▶ _TEXT EXCERPT_
******************************

Story telling vs “Visiting” – One in the Same.

When I was young, my mother and I visited Nebraska every couple of years. I no longer remember how we got there (my mother didn’t drive) but she would save up her vacation days and we would leave behind the mountains of Colorado for the farmlands of Nebraska and go to see my sister and two brothers and their families.  

I liked it because I got to play with my nieces and nephews – all around my age.  It was on one of these trips that I learned to ride a two-wheeler on Jolene’s brand new bike which she had won by selling the most subscriptions to the local small-town newspaper. I also drove a truck here for the first time (right into the ditch) – I think I was twelve and the only one among us who had not already spent a couple of years behind the wheel during harvest time. And of course I got to ride horses.  Such adventures for a girl from the city.

All in all it was a grand way to spend a summer vacation. Except on the day we would go “visiting”.  On this day I would accompany my mother to visit my aunts and uncles – the siblings of my parents – who were older than God and had no children who were not also old,  and in my “I am the center of the universe” way of thinking led very dull and uninteresting lives. We would go from house to house – small town to small town – and at each stop along the way the old people sat at the kitchen table or sometimes on the living room sofa drinking coffee or iced tea and I would sprawl on the floor in front the fan turned to high to move the hot summer air.  The whirring of the blades all but drowned out the hum of their voices, but I picked up little bits here and there.

“Where is Sonny now and what’s he doing?  And what about Margaret?”

“That hail storm really tore up Dean’s place. He ended up havin’ to reroof the barn.  Remember that storm out at Dad’s place that year and the Frenchman River rose and flooded everything out?”

“Did I tell you Lila Rae got a promotion at the hospital?  She’s doin’ real good.”

“How many head of cattle does Charles have out in the feed lot now? Hope cattle prices hold steady this year.”

******************************

▶ _EXERCISE AIM_
Copy out the part of the Nebraska visiting story running from "When I was young, my" up to and including "and their families.", word for word.

******************************

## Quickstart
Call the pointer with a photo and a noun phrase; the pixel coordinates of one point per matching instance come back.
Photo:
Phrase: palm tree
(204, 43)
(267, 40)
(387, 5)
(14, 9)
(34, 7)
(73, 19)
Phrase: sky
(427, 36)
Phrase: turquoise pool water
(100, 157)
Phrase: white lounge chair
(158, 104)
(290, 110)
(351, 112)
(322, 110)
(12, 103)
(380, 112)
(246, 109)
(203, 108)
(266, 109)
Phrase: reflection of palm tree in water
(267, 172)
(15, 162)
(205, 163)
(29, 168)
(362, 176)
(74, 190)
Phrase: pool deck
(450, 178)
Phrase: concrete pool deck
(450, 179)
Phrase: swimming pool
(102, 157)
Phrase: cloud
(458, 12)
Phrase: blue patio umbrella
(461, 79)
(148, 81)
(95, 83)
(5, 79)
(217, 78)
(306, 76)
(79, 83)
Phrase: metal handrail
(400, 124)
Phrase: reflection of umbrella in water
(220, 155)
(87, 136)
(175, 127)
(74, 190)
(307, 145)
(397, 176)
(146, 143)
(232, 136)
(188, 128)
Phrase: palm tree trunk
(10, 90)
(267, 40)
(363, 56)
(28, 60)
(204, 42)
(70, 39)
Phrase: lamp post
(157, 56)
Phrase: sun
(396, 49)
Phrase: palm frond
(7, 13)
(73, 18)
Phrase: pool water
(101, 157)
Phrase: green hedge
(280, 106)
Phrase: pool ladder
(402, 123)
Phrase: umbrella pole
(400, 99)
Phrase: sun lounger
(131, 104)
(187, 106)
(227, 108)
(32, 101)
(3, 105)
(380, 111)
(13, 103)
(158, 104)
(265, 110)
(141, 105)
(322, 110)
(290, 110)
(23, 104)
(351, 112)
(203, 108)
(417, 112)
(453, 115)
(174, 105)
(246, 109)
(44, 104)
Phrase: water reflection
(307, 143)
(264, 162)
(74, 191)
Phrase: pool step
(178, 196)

******************************

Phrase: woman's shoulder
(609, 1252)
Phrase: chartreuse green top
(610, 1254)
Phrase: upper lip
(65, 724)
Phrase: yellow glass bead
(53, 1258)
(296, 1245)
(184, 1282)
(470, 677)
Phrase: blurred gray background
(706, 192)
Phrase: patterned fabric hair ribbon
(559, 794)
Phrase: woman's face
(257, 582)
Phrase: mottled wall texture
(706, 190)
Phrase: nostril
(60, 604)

******************************

▶ _ANSWER_
When I was young, my mother and I visited Nebraska every couple of years. I no longer remember how we got there (my mother didn’t drive) but she would save up her vacation days and we would leave behind the mountains of Colorado for the farmlands of Nebraska and go to see my sister and two brothers and their families.